§ **TASK PROMPT**:
Reproduce each of the following records word for word, leaving out the pictures.

━━━━━━━━━━━━━━━━

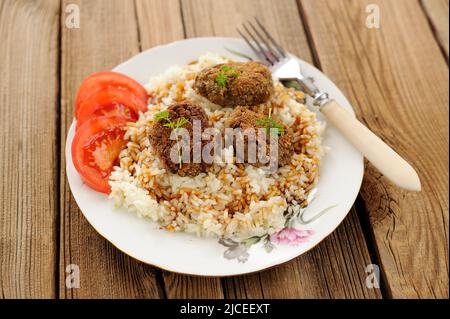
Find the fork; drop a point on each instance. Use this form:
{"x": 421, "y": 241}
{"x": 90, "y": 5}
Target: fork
{"x": 286, "y": 67}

━━━━━━━━━━━━━━━━

§ **RESULT OF THE TASK**:
Find the fork; drop a point on each instance. Use this form:
{"x": 421, "y": 241}
{"x": 90, "y": 5}
Target: fork
{"x": 286, "y": 67}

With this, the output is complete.